• _Sayfa alıntısı_:
##########
“Okul endişesi iş birliğiyle atlatılabilir”
Dr. Öğr. Üyesi Aylin Sözer Çapan
Abone olDr. Öğretim Üyesi Aylin Sözer Çapan, okula yeni başlayan ve okul
değiştiren çocuklarda yaşanan endişenin aile ve öğretmenin iş
birliğiyle aşılabileceğini söyledi.
İlk ve orta dereceli eğitim kurumlarında yeni eğitim yılı 9
Eylül’de başlıyor. Her yıl olduğu gibi bu yıl da ilkokula yeni
başlayan çocukların “okul endişesi”, her eğitim yılının başında
okul bahçesinde ağlayan çocuk manzaraları eğitimci ve aileleri
düşündürüyor. Konuyla ilgili değerlendirmelerde bulunan İstanbul
Aydın Üniversitesi Eğitim Fakültesi Dekan Yardımcısı Dr. Öğretim
Üyesi Aylin Sözer Çapan, başta okulla ilk defa tanışan çocuklar
olmak üzere okul değiştiren öğrencilerin yeni ortamlarında
yaşadıkları sorunların öğretmen ve aile iş birliğiyle
atlatılabileceğini belirtti.
“Okul önceden ziyaret edilebilir”
##########
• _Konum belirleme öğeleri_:

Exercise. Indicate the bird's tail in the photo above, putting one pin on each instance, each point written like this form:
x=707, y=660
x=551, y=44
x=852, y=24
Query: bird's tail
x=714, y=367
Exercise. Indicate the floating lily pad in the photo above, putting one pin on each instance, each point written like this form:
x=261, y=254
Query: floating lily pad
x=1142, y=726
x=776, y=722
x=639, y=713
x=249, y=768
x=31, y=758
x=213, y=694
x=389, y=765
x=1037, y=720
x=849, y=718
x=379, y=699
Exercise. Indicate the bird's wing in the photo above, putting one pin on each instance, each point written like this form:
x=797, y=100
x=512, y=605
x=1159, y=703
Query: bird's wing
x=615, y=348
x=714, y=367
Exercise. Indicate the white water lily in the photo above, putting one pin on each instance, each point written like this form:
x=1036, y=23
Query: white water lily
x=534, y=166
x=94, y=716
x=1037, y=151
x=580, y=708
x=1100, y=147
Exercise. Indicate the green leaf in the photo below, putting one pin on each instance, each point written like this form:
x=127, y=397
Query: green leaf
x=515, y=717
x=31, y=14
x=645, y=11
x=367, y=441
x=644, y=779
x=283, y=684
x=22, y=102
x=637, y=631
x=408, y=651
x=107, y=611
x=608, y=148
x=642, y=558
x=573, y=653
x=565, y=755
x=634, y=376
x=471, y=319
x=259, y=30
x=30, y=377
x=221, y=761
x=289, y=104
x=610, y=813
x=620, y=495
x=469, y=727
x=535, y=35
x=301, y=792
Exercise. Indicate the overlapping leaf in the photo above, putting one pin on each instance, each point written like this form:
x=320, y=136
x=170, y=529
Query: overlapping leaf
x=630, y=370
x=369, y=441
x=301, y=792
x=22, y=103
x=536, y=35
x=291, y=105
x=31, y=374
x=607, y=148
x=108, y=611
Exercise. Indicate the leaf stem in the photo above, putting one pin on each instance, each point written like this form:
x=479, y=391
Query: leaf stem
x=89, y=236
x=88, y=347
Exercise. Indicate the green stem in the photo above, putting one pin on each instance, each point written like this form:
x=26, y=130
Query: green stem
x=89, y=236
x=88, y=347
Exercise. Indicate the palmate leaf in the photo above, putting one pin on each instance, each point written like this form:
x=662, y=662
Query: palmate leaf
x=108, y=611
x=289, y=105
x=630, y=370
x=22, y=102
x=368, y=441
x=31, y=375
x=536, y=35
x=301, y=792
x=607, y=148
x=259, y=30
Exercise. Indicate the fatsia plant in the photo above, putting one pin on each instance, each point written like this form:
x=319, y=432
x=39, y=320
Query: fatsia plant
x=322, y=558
##########
• _Görevin amacı_: Okul endişesi üzerine haberi kaldığı yerden sürdürün.

• _Çözülmüş alıştırma_:
“Okul öncesi dönem çocukları aile ve yakın çevrelerinden sonra
ilk defa farklı bir çevrede tek başına zaman geçirmenin deneyimini
yaşayacakları için oldukça endişelidirler” diyen Çapan, “Bu
endişelerini gidermek için önceden evde okul ortamı hakkında
sohbetler yapılabilir. Bu sohbetler sırasında okulun nasıl bir yer
olduğu, öğretmen ve sınıf arkadaşları ile nasıl etkileşim
kuracakları hakkında kısa bilgiler verilmesi yerinde olacaktır.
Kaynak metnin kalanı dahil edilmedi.